Tasks for this exercise
- a) According to the column on China's manufacturing overcapacity, what was the capacity utilization rate in China's solar industry in the first quarter of the year?
- b) Carry on writing the column on China's manufacturing overcapacity, picking up after its final sentence.
___ Text ___
This was published 3 months ago
Opinion
The US is losing patience with China
Stephen Bartholomeusz
Senior business columnistThe combination of China’s internal imbalances and Xi Jinping’s increasingly assertive geopolitical ambitions has led to increasing overcapacity in strategically sensitive industries and the exporting of goods and trade tensions around the world.
When China’s property sector imploded nearly three years ago, an implosion that overlapped a crackdown on the leaders of China’s then-booming technology sector, Beijing had nowhere to turn to sustain growth but manufactured exports.
Xi appears to have an aversion to any large-scale effort to stimulate domestic confidence and consumption, which have been undermined by the collapse in the property sector, apparently seeing government spending to lift consumption as wasteful. China’s demand for infrastructure investment had already been satiated.
So, Beijing’s industry strategies switched focus to boosting manufacturing investment, particularly in strategic sectors like solar, electric vehicles, and semiconductors, where China seeks global dominance.
The result has been significant levels of manufacturing industry overcapacity.
The average level of capacity utilisation in OECD economies is about 80 per cent. In China, the overall level in the first quarter of this year was 73.8 per cent but in solar it was 23 per cent, batteries less than 50 per cent and electric vehicles 65 per cent.
The utilisation rate for EVs was boosted by the success of companies like BYD, whose plants are operating at rates above 80 per cent, with the average utilisation rate in the sector below 50 per cent. As recently as 2017, the utilisation rate for China’s EV plants was almost 85 per cent.
The response to that excess capacity hasn’t been what would be expected in Western economies, where there would be plant closures, job losses, company failures, and industry consolidation.
Instead, China is trying to export that problem, with the volume of its exports rising 11.5 per cent in the March quarter but the value of those exports increasing only 1.5 per cent. The volume of exports of EVs was up 20 per cent in the quarter with exports of solar batteries increasing 30 per cent and semiconductors 25 per cent.
How should overcapacity be defined and why, given that most economies have some form of industry policy and some level of subsidies for strategic industries, should China’s be such a concern that it has ignited an expanding protectionist backlash from Beijing’s trading partners.
A senior US Treasury and trade official, Jay Shambaugh, gave a speech on Wednesday in which he said overcapacity is “not just production in excess of demand, but it is production capacity untethered from global demand”.
___ Provided information ___
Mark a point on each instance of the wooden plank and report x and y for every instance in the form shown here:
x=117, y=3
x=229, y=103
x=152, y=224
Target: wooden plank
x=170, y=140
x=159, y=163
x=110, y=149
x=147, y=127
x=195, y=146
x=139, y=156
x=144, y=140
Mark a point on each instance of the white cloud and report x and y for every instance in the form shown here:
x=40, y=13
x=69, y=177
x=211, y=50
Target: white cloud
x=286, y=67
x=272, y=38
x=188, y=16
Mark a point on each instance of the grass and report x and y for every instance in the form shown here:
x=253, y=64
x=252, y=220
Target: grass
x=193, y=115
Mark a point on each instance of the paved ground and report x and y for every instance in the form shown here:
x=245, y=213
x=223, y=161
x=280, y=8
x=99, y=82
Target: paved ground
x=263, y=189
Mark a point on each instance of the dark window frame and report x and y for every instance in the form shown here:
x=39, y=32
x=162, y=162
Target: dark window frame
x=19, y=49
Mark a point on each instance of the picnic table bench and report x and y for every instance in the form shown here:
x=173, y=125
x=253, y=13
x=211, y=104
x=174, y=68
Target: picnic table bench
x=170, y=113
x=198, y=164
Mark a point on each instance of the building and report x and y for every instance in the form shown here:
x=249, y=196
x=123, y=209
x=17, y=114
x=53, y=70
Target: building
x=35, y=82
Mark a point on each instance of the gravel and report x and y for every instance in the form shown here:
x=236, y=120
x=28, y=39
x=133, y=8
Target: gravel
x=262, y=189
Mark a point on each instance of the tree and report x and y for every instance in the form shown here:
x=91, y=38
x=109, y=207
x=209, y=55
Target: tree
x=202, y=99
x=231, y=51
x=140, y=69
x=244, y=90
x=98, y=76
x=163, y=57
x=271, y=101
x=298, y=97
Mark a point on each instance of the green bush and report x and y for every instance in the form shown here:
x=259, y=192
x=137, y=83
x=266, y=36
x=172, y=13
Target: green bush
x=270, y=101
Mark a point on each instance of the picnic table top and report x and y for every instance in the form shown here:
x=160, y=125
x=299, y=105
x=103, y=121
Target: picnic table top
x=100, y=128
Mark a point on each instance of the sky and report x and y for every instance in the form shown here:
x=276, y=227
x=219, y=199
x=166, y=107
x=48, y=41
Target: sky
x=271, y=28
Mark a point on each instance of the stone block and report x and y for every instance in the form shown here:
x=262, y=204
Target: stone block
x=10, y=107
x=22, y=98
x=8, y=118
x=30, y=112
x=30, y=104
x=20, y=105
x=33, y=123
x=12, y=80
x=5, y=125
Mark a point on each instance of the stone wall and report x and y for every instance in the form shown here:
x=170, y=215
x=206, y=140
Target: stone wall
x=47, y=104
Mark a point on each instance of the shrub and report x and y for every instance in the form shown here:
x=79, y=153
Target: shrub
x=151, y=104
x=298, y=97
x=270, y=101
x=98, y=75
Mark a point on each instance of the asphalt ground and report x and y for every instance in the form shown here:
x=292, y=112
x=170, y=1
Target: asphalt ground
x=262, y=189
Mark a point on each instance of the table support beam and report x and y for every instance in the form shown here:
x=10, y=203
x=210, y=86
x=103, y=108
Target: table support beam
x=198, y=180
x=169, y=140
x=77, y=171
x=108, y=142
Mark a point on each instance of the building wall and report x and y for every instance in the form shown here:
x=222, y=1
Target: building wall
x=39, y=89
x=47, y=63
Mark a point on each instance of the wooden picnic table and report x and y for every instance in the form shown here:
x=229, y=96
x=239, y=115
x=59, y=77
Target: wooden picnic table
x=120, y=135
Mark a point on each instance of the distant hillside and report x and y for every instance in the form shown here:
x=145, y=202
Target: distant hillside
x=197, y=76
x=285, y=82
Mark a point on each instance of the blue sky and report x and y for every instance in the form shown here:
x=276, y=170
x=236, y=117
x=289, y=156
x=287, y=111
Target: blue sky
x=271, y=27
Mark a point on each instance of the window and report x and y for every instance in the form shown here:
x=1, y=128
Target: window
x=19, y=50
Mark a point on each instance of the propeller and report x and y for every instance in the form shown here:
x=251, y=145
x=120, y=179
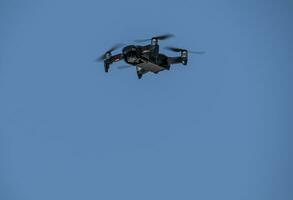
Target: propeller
x=113, y=48
x=159, y=37
x=124, y=67
x=175, y=49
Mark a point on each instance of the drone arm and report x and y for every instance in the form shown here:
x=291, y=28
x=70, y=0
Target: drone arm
x=116, y=58
x=175, y=60
x=112, y=59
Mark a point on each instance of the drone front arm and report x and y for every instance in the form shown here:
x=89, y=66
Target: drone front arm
x=177, y=60
x=112, y=59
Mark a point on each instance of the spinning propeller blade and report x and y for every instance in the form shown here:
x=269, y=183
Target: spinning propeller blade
x=124, y=67
x=175, y=49
x=103, y=57
x=159, y=37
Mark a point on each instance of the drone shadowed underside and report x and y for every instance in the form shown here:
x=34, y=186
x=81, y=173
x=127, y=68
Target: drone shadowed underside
x=146, y=58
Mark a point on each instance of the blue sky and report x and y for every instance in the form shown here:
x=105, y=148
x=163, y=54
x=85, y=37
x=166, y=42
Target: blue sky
x=215, y=129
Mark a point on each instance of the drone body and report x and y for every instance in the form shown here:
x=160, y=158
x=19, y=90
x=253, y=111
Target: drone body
x=146, y=58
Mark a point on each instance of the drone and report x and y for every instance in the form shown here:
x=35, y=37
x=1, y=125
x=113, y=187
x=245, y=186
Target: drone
x=146, y=58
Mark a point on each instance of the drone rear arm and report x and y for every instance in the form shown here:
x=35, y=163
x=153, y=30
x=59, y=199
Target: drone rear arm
x=177, y=60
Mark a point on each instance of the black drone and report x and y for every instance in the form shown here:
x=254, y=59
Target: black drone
x=146, y=58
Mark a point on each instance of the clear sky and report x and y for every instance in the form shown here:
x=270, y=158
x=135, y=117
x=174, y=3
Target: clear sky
x=215, y=129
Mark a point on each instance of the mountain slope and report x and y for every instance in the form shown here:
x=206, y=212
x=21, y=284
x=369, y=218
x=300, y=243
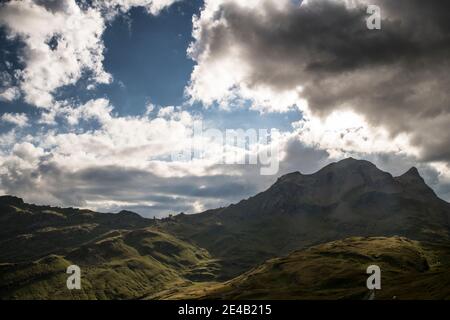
___
Task results
- a) 23 percent.

- b)
It isn’t just the existence of overcapacity, which is a feature of many sectors in other economies, but the extent of that overcapacity, the response to it, how it is deployed and when it is deployed via exports, the impact it has on international competitors and their own industries and, of course, the extent to which governments and their state-directed institutions have subsidised unproductive activity.
Dumping – exporting at sub-economic or loss-making prices that cost growth and jobs in other economies – isn’t an acceptable form of competitive advantage. It’s even less acceptable if it is done deliberately and heavily subsidised as part of long-term geo-economic and geopolitical strategies, which China’s stated strategic goals suggest might be the case with some of its exports today.
China’s share of global manufacturing is already 30 per cent of GDP, Shambaugh said. Its surplus as a share of global GDP is larger, he said, than the combined share of Japan and Germany at their peaks.
“Chinese policymakers’ clear preference today is to push manufacturing even further as China’s growth driver, which means taking on an increasingly outsized share of global production, with other countries’ manufacturing sectors needing to shrink to compensate,” he said.
“When Chinese production is growing faster than its own demand or that of the global economy, the rest of the world cannot absorb China’s increase in manufacturing production without being forced to adjust.”
“These conditions would not appear in a normal market economy. What we are seeing is a fundamental distortion, driven by government policy.”
Shambaugh cited analysis that China spends about five per cent of its GDP on industrial subsidies, which he said was 10 times that of the US, Germany, Japan and Brazil – and the size of those subsidies was increasing. In semiconductors, steel and aluminium, China accounted for 80 to 90 per cent of the global subsidies provided to those industries, he said.
Other studies have estimated that China’s government investment funds provided more than $US1 trillion ($1.5 trillion) in capital and guarantees to more than 28,000 largely private firms between 2000 and 2018. One fund, which targets semiconductors, was larger than the entire US CHIPS & Science Act.
He said China’s production of lithium-ion batteries was set to exceed projected global demand by two to three times compared to what was necessary to achieve a path to net zero by 2050. Its planned production of EVs in 2030 of more than 70 million vehicles compared with estimates of global EV sales of only 44 million vehicles in that year.
If those scenarios were to play out, global prices in those sectors would fall, and most, if not all, production outside China would be wiped out.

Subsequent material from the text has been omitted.